** TASK BRIEF **
The response should consist of every line below, restated exactly, with no pictures.
*** RECORDS FOR THE TASK
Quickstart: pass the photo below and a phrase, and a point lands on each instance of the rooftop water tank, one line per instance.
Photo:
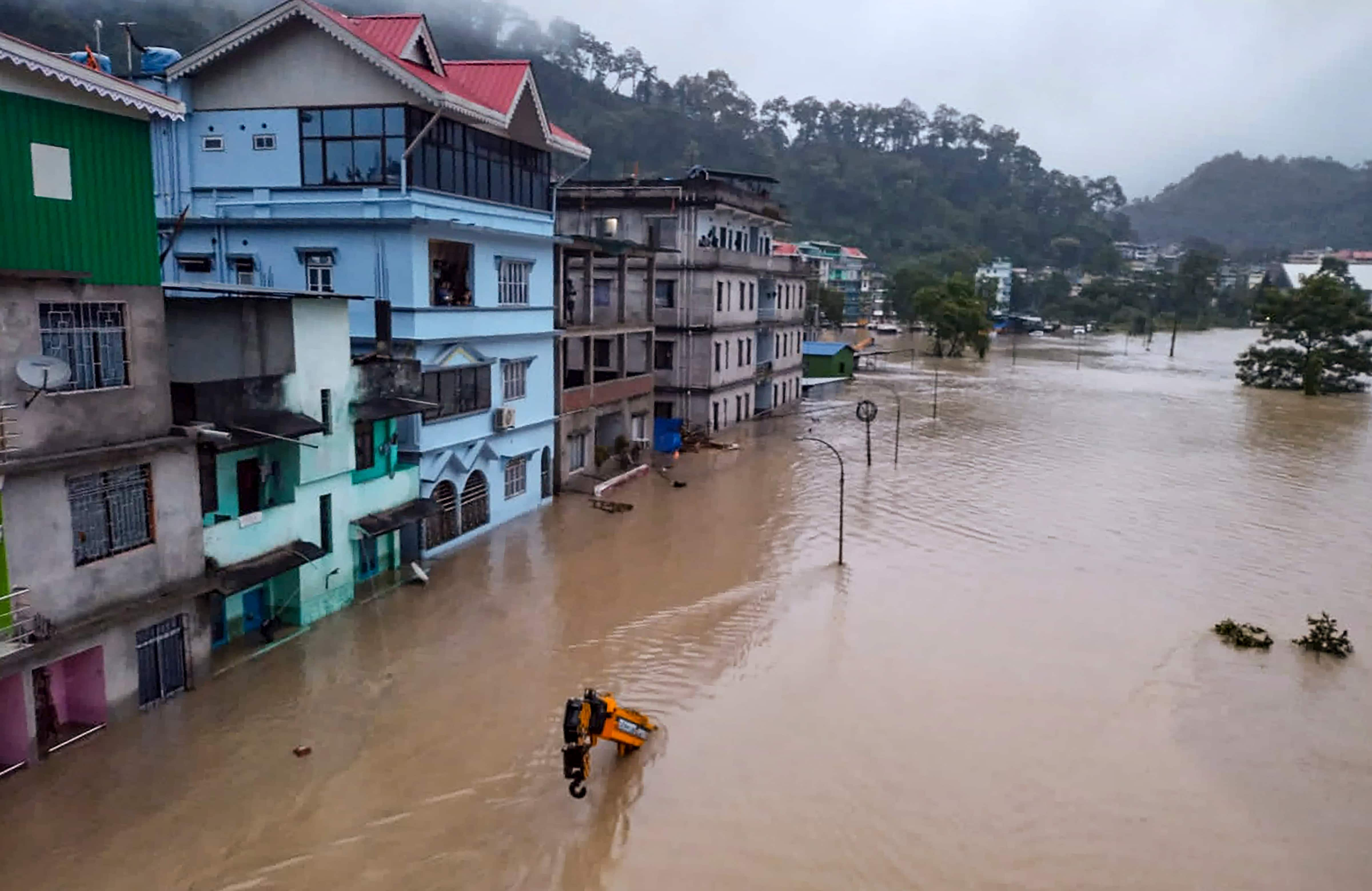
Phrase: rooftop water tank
(103, 61)
(158, 59)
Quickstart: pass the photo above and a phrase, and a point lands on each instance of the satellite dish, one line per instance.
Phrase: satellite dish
(43, 373)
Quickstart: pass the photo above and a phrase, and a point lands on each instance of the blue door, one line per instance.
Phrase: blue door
(254, 606)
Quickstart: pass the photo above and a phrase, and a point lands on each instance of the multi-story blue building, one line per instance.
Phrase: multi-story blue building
(324, 153)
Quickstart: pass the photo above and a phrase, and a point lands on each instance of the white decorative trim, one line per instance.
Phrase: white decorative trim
(81, 77)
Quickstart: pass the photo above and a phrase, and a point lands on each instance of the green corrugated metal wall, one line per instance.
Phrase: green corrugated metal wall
(109, 228)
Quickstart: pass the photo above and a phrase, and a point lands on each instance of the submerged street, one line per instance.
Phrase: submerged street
(1012, 685)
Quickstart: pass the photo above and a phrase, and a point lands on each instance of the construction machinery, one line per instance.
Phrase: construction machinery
(589, 720)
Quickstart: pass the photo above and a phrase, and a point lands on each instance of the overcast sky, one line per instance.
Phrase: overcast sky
(1145, 90)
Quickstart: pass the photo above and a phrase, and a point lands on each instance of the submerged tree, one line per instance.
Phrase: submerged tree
(1315, 336)
(957, 316)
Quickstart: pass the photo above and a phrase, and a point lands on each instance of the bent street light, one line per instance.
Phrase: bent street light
(815, 439)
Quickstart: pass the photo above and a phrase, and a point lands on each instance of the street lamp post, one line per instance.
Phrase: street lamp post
(896, 394)
(815, 439)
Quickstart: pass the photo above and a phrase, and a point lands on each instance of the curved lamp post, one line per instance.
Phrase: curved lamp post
(815, 439)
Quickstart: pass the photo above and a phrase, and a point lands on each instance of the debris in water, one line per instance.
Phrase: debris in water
(1244, 635)
(1325, 637)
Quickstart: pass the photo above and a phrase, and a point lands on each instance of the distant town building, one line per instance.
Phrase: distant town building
(105, 600)
(1001, 271)
(728, 310)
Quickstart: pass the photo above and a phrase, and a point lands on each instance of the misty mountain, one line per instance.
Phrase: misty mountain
(899, 181)
(1256, 203)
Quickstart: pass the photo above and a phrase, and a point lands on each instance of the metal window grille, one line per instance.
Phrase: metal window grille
(112, 512)
(477, 508)
(91, 339)
(517, 476)
(442, 528)
(512, 379)
(514, 283)
(161, 652)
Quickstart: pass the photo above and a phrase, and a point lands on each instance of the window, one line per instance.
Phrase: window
(245, 271)
(662, 232)
(512, 379)
(665, 293)
(161, 652)
(196, 262)
(364, 445)
(450, 273)
(477, 509)
(327, 412)
(444, 527)
(457, 391)
(462, 161)
(600, 293)
(51, 168)
(91, 339)
(514, 283)
(319, 272)
(350, 146)
(517, 472)
(327, 523)
(112, 512)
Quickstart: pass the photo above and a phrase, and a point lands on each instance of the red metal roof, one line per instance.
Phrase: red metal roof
(493, 84)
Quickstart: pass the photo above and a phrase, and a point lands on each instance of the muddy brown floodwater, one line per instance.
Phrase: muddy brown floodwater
(1010, 686)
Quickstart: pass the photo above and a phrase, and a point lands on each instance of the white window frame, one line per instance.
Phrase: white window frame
(512, 284)
(577, 452)
(517, 478)
(319, 272)
(514, 380)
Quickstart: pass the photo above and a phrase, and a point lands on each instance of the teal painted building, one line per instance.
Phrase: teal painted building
(305, 497)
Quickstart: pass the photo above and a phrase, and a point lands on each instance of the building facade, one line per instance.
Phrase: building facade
(607, 293)
(728, 313)
(103, 589)
(327, 153)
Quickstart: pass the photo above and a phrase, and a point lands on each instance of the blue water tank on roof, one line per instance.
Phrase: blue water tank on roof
(158, 59)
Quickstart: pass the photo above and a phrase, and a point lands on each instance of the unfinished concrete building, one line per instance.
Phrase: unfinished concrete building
(726, 312)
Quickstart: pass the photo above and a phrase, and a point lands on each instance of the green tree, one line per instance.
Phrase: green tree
(957, 316)
(1315, 338)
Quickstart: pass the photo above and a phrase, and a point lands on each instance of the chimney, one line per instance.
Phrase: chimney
(383, 328)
******
** RESPONSE TO THIS TASK **
Quickstart: pass the photo below and a phrase, and a point lands on each instance of the rooftop water tank, one line per instance.
Photo:
Phrase: rooftop water tank
(103, 61)
(158, 59)
Quickstart: pass the photo above and a phrase, and a point lands on each instance of the satellite dish, one line per instance.
Phrase: satellite dish
(43, 373)
Quickstart: pass the photo above and a phrase, and a point lands on each instance of the blue door, one line per instance.
Phrase: blue door
(254, 606)
Quickstart: pass the photo above and a phrase, and a point lands on each instance of the multi-story blue building, one line per instance.
Phrase: multi-story blue building
(324, 153)
Quickstart: pass the photo above and a phrase, and a point lands on each instance of the white decorative trim, one line per instance.
Phrase: white decorative trim
(81, 77)
Quickstart: pass the photo above and a phrase, and a point lands on each instance of the green corrugated metal wall, one line per instance.
Phrase: green corrugated metal wall
(109, 228)
Quickstart: pass the photo above and a phrase, and a point lands on each instance of the submerged street, one line per instance.
Phrase: submerged street
(1012, 685)
Quickstart: pass the photo above and a phrase, and a point lands on each instance of the construction machinery, one line per instance.
Phrase: construction machinery
(589, 720)
Quickstart: pass the photo above and a phrase, and a point lands on each instance of the overcast sky, one line per instance.
Phrase: overcast sky
(1145, 90)
Quickstart: pass the photo above and a phrase, and a point lands on each instance of the submerged tree, one line per instance.
Phrase: submerged tree
(1315, 336)
(957, 316)
Quickstart: pass the photo above and a phrase, and a point lands on each instance of the bent street light, one line per instance.
Phrase: bent street light
(815, 439)
Quickstart: pass the photo above and a phrase, and a point lands on each instance of the street lamp post, one line per instance.
Phrase: street lamp post
(896, 394)
(815, 439)
Quickstart: pass the photo above and a phrase, and a point lands on each instance of the curved lamp post, one line per instance.
Phrase: curved lamp post
(815, 439)
Quickstart: pass the photo above and a phrase, and a point lands on each instance of the debris in water, one line per instance.
Phrase: debris in water
(1244, 635)
(1325, 637)
Quickstart: pass the photo above and a phrase, and a point lands on each instance of the distant town building, one line per instance.
Phrase: distant town building
(105, 600)
(1001, 271)
(728, 310)
Quickstart: pass the photo above and a phrase, and a point lands on each instance of the misty mountain, one line per instance.
Phrase: misty mountain
(899, 181)
(1256, 203)
Quickstart: pass the photo above and a phrase, and a point lands on each instance of the metal window grille, one line per instance.
Phrase: metal window grille
(112, 512)
(477, 508)
(91, 339)
(517, 476)
(442, 528)
(512, 379)
(514, 283)
(161, 652)
Quickstart: pass the photo above and a phrase, and a point lands on each instance of the window, one line per instance.
Phrase: window
(245, 271)
(662, 232)
(512, 379)
(665, 293)
(161, 652)
(196, 262)
(364, 445)
(450, 273)
(477, 509)
(327, 412)
(444, 527)
(457, 391)
(462, 161)
(600, 293)
(51, 168)
(91, 339)
(514, 283)
(319, 272)
(350, 146)
(517, 472)
(327, 523)
(112, 512)
Quickstart: pass the photo above and a phrase, and a point lands on each instance of the red metal roof, one line per instance.
Phrase: red metal roof
(493, 84)
Quickstart: pass the photo above and a phrase, and a point lands on each instance of the muddy brown floodwater, one line per instance.
Phrase: muddy brown floodwater
(1010, 686)
Quickstart: pass the photo above and a phrase, and a point lands on each instance of the white window frame, one line per instance.
Phrase: white window frame
(512, 284)
(577, 452)
(517, 478)
(319, 272)
(514, 380)
Quickstart: pass the photo above and a phrase, and a point lands on each instance of the teal painted building, one line per instance.
Phrase: teal painted building
(305, 497)
Quickstart: pass the photo above and a phrase, and a point lands on each instance of the building facade, one line per instance.
Phrase: building facade
(607, 293)
(728, 313)
(103, 589)
(327, 153)
Quickstart: pass the photo above and a phrase, and a point lands on each instance of the blue water tank on roof, one line per instance.
Phrase: blue water tank on roof
(158, 59)
Quickstart: pass the photo above and a phrase, and a point lands on each instance of the unfinished concrete building, one line per instance.
Phrase: unfinished concrete building
(726, 312)
Quickstart: pass the photo above and a phrase, and a point lands on each instance of the green tree, one line per instance.
Phrase: green tree
(957, 316)
(1315, 338)
Quickstart: pass the photo above and a phrase, and a point lands on each instance of the chimney, one line per instance.
Phrase: chimney
(383, 328)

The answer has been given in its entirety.